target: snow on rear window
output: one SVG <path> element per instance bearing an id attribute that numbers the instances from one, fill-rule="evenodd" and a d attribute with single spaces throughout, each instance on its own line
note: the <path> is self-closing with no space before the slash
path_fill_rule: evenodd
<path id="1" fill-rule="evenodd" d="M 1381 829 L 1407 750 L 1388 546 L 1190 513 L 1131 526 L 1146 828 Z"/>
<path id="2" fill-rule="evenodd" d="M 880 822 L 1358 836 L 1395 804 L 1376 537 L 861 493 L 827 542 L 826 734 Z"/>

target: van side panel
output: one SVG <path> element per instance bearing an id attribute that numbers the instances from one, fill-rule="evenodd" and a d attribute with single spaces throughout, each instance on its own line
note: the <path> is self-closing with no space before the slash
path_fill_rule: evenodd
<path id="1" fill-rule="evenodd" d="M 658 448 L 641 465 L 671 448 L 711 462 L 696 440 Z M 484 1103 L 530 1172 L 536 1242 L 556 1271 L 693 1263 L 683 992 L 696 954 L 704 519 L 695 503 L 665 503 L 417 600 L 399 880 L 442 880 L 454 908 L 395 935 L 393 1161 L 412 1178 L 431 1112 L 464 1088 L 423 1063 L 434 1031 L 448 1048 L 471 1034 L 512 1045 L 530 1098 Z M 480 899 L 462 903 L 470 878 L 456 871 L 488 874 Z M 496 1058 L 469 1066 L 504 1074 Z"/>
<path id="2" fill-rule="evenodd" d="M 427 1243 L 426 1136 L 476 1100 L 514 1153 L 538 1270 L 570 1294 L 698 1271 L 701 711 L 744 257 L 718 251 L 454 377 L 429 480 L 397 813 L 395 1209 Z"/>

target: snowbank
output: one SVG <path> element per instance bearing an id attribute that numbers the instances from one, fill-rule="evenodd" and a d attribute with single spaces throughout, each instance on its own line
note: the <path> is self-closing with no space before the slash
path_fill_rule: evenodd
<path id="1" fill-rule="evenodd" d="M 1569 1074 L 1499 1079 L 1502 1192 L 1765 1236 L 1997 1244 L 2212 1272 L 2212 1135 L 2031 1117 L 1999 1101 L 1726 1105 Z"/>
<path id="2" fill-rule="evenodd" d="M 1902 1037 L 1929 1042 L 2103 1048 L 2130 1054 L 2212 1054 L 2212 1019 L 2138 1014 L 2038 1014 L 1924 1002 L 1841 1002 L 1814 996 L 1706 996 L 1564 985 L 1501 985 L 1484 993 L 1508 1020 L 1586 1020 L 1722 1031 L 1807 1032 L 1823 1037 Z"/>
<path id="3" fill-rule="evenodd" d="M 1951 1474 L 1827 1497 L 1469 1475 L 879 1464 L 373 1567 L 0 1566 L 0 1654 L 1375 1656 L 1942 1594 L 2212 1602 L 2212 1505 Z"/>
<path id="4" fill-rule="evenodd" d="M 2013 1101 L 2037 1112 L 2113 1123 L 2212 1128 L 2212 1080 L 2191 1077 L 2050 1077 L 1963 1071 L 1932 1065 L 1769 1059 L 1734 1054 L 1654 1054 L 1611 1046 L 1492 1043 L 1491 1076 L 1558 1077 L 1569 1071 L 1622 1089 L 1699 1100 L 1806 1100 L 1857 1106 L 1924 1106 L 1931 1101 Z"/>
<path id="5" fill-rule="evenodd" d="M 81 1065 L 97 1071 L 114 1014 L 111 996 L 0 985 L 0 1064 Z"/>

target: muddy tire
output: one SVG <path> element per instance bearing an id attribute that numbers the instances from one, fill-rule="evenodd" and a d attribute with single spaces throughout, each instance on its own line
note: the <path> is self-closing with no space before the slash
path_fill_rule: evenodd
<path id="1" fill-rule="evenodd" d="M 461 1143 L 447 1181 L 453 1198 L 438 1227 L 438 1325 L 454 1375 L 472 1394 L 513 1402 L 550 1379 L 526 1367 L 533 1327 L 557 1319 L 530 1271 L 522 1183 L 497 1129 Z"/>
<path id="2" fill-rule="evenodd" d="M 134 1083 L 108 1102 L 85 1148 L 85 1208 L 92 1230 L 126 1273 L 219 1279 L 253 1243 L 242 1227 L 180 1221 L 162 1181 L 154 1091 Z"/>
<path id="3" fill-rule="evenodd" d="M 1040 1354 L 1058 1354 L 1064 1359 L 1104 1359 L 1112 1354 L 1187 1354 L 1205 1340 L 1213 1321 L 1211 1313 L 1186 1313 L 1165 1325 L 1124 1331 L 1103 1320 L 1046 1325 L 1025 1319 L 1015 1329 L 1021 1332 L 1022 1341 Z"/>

#####

▶ **What needs to be done**: The data given before this task must be transcribed exactly and in full.

▶ **Result for this task**:
target: snow on rear window
output: one SVG <path> element per instance bearing an id attribute that numbers the instances from one, fill-rule="evenodd" and a d attribute with single spaces throughout, each instance on its own line
note: the <path> is self-closing with no space before the slash
path_fill_rule: evenodd
<path id="1" fill-rule="evenodd" d="M 1381 829 L 1407 750 L 1388 546 L 1190 513 L 1131 526 L 1146 828 Z"/>
<path id="2" fill-rule="evenodd" d="M 880 822 L 1358 836 L 1395 804 L 1376 537 L 861 493 L 827 542 L 826 734 Z"/>

target: van side panel
output: one SVG <path> element per instance bearing an id attribute that numbers the instances from one, fill-rule="evenodd" and a d attribute with single spaces throughout, each instance on its own line
note: the <path> is self-closing with no space before the slash
path_fill_rule: evenodd
<path id="1" fill-rule="evenodd" d="M 658 448 L 641 465 L 671 448 L 711 462 L 696 440 Z M 484 1103 L 530 1172 L 536 1242 L 556 1271 L 693 1263 L 683 992 L 696 954 L 704 519 L 695 503 L 665 503 L 417 600 L 399 880 L 442 880 L 454 908 L 395 935 L 393 1161 L 412 1178 L 431 1112 L 464 1088 L 423 1063 L 434 1031 L 448 1048 L 471 1034 L 512 1045 L 530 1098 Z M 480 899 L 462 903 L 470 878 L 456 871 L 488 874 Z M 496 1058 L 469 1066 L 504 1074 Z"/>
<path id="2" fill-rule="evenodd" d="M 427 1243 L 426 1136 L 476 1100 L 514 1153 L 538 1270 L 570 1294 L 698 1271 L 701 711 L 744 257 L 718 251 L 454 377 L 429 480 L 397 813 L 395 1209 Z"/>

target: snowbank
output: one SVG <path> element per instance bearing an id attribute that numbers the instances from one, fill-rule="evenodd" and a d attribute with single spaces throughout, each instance on its own line
note: the <path> is self-closing with no space before the slash
path_fill_rule: evenodd
<path id="1" fill-rule="evenodd" d="M 1569 1074 L 1499 1079 L 1502 1192 L 1765 1236 L 1997 1244 L 2212 1272 L 2212 1135 L 2031 1117 L 1999 1101 L 1726 1105 Z"/>
<path id="2" fill-rule="evenodd" d="M 1902 1037 L 1929 1042 L 2103 1048 L 2130 1054 L 2212 1054 L 2212 1019 L 2138 1014 L 2038 1014 L 1924 1002 L 1841 1002 L 1814 996 L 1706 996 L 1564 985 L 1501 985 L 1484 993 L 1508 1020 L 1586 1020 L 1722 1031 L 1807 1032 L 1823 1037 Z"/>
<path id="3" fill-rule="evenodd" d="M 1951 1474 L 1827 1497 L 1469 1475 L 879 1464 L 373 1567 L 0 1566 L 0 1654 L 1375 1656 L 1942 1594 L 2212 1602 L 2212 1505 Z"/>
<path id="4" fill-rule="evenodd" d="M 2013 1101 L 2037 1112 L 2113 1123 L 2212 1128 L 2212 1080 L 2191 1077 L 2050 1077 L 1963 1071 L 1932 1065 L 1769 1059 L 1734 1054 L 1654 1054 L 1611 1046 L 1492 1043 L 1491 1076 L 1558 1077 L 1569 1071 L 1622 1089 L 1699 1100 L 1806 1100 L 1857 1106 L 1924 1106 L 1931 1101 Z"/>
<path id="5" fill-rule="evenodd" d="M 81 1065 L 97 1071 L 114 1014 L 111 996 L 0 985 L 0 1064 Z"/>

target: muddy tire
output: one SVG <path> element per instance bearing an id attribute that numbers the instances from one, fill-rule="evenodd" and a d attribute with single spaces throughout, each instance on its own line
note: the <path> is self-closing with no space before the slash
path_fill_rule: evenodd
<path id="1" fill-rule="evenodd" d="M 461 1143 L 447 1181 L 453 1198 L 438 1227 L 438 1325 L 454 1375 L 472 1394 L 513 1402 L 550 1379 L 526 1367 L 533 1327 L 557 1319 L 530 1271 L 522 1183 L 497 1129 Z"/>
<path id="2" fill-rule="evenodd" d="M 134 1083 L 108 1102 L 85 1148 L 85 1208 L 92 1230 L 126 1273 L 219 1279 L 253 1243 L 242 1227 L 180 1221 L 162 1181 L 154 1091 Z"/>
<path id="3" fill-rule="evenodd" d="M 1040 1354 L 1058 1354 L 1064 1359 L 1104 1359 L 1112 1354 L 1187 1354 L 1205 1340 L 1213 1321 L 1211 1313 L 1186 1313 L 1165 1325 L 1124 1331 L 1103 1320 L 1046 1325 L 1025 1319 L 1015 1329 L 1021 1332 L 1022 1341 Z"/>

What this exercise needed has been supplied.